Provided text below:

The Ex Factor – 5 Reasons You’re Still Attached And How To Ditch Him For Good!

one caucasian couple dispute separation man leaving and woman holding back in studio silhouette isolated on white background
one caucasian couple dispute separation man leaving and woman holding back in studio silhouette isolated on white background

You finally broke up with your ex because you didn’t trust him. Now he’s coming back into your life, saying all the right things, and asking for another chance.

Deep in your heart you still love him, and although your relationship had its ups and downs, you’re wondering if you should take him back.

I can empathize with you. I went back and forth with two of my exes before I had the courage to move on. So let me help you understand why you’re still hung up on your ex and how you can move on and find that special person who will respect and love you.

Here are five reasons you’re still attached to your ex:

1) You’ve created a soul tie with him.

End of Provided text.
Dataset records below:

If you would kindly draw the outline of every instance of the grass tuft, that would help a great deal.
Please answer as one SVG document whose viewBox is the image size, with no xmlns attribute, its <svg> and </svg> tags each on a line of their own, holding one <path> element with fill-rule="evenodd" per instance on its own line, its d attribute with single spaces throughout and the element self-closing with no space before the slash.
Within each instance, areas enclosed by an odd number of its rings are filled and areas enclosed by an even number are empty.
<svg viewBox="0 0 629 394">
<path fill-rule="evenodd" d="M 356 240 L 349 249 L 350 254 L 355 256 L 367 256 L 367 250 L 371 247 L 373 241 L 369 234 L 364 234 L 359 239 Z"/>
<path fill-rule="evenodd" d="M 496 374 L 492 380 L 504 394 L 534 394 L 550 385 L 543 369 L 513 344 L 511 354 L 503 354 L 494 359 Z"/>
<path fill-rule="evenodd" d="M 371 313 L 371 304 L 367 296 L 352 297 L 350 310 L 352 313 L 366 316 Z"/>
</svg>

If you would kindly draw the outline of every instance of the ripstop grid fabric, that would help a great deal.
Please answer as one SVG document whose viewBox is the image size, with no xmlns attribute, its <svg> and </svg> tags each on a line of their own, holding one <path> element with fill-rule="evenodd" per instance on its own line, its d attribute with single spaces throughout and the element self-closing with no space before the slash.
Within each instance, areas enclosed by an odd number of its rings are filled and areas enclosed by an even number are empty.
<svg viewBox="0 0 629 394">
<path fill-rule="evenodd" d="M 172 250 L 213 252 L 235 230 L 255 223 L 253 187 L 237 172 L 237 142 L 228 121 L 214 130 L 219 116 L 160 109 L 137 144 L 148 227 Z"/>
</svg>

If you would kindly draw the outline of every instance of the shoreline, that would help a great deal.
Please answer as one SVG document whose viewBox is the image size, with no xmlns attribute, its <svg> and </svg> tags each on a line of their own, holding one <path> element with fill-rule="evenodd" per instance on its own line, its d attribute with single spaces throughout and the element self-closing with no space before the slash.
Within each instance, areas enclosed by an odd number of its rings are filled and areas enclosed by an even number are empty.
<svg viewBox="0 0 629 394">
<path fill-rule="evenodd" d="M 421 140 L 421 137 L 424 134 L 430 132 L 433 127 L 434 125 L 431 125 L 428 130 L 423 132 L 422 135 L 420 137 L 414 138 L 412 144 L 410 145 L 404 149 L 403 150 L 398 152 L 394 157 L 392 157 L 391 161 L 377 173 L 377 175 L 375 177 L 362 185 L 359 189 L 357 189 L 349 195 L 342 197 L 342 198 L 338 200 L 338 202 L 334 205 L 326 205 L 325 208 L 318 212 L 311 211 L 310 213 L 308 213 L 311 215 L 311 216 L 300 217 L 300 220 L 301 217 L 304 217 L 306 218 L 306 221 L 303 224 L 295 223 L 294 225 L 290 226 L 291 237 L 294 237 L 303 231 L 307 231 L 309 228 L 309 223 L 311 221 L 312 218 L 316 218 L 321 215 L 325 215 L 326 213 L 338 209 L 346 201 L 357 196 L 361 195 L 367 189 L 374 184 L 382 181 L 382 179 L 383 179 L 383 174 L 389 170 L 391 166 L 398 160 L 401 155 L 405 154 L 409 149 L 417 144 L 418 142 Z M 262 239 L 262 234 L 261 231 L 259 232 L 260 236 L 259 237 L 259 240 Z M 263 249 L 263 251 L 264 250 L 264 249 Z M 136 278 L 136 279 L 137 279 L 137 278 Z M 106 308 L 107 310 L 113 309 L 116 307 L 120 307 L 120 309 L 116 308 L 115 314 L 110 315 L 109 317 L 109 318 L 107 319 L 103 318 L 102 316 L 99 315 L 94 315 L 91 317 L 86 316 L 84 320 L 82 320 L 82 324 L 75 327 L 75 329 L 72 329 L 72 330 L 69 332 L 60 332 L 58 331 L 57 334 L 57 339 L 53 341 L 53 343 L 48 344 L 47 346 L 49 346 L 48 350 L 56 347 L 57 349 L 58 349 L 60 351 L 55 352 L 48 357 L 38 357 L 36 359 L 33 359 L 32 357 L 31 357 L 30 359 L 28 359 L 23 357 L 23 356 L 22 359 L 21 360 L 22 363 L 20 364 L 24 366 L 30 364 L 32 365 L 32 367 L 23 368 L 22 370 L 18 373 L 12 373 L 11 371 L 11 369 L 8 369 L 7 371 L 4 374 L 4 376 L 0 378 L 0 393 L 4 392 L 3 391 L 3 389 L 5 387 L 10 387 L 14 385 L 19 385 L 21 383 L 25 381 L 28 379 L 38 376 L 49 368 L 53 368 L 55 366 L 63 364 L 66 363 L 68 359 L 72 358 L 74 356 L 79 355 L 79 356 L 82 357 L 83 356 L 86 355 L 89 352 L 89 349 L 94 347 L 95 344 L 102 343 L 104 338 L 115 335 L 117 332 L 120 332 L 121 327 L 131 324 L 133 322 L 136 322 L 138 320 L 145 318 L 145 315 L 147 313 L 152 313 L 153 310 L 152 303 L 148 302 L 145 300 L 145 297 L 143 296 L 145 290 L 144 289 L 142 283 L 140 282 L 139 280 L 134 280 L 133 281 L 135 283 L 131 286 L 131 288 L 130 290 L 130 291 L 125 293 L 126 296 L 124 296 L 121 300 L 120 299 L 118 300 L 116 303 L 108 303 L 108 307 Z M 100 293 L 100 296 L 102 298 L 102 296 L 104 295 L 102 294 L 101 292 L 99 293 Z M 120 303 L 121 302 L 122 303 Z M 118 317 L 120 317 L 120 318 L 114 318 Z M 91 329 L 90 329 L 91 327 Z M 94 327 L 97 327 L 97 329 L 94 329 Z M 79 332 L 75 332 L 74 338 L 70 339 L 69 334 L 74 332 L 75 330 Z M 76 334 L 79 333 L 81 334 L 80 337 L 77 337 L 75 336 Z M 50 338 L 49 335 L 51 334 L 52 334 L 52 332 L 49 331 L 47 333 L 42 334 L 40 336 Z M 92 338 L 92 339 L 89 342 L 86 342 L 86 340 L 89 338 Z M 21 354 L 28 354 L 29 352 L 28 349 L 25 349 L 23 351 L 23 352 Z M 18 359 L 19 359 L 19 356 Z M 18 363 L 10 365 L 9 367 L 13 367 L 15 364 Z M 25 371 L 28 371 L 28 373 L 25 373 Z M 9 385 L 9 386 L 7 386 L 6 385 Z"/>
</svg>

End of Dataset records.

| Problem 1 |
Can you retype the stretch of the breakup article from "You finally broke" through "take him back."?
| Problem 2 |
What comes next in the article about staying attached to an ex? Continue it from where it stops.
The rows have nothing to do with the breakup article.

| Expected output 1 |
You finally broke up with your ex because you didn’t trust him. Now he’s coming back into your life, saying all the right things, and asking for another chance.

Deep in your heart you still love him, and although your relationship had its ups and downs, you’re wondering if you should take him back.

| Expected output 2 |
A soul tie is a deep emotional and spiritual connection that’s formed whenever you become intimate with someone. It’s a natural “side effect” that helps two people bond and stay attached.

Unfortunately, this wasn’t a healthy relationship, so what was originally intended to be a great way to stay connected with your spouse is now keeping you in BONDAGE to a man who isn’t good for you.

2) You’re focusing more on his good qualities than the TRUTH about who he is and how he treats you

It’s called the Pain/Pleasure Principle.

It explains why we’ll do unhealthy things to get our needs met. Here’s how it works:

We move away from things that cause us pain and toward things that give us pleasure, even if we know those pleasurable things will harm us.

Let’s take food for example.

You know eating too much chocolate at midnight is going to show up in your thighs and you won’t be able to fit your cute jeans.
You also know too much sugar can rot your teeth, cause diabetes and a host of other health problems that could lead to you dying young.
But those chocolate chips taste soooo good! And they help you stop thinking about your problems when you’re stressed out.
So you turn to them to get away from the emotional pain and have the pleasure of zoning out and ignoring your problems.

If you associated chocolate chips with death, would you still eat them?

Probably not.

Do you see where I’m going with this?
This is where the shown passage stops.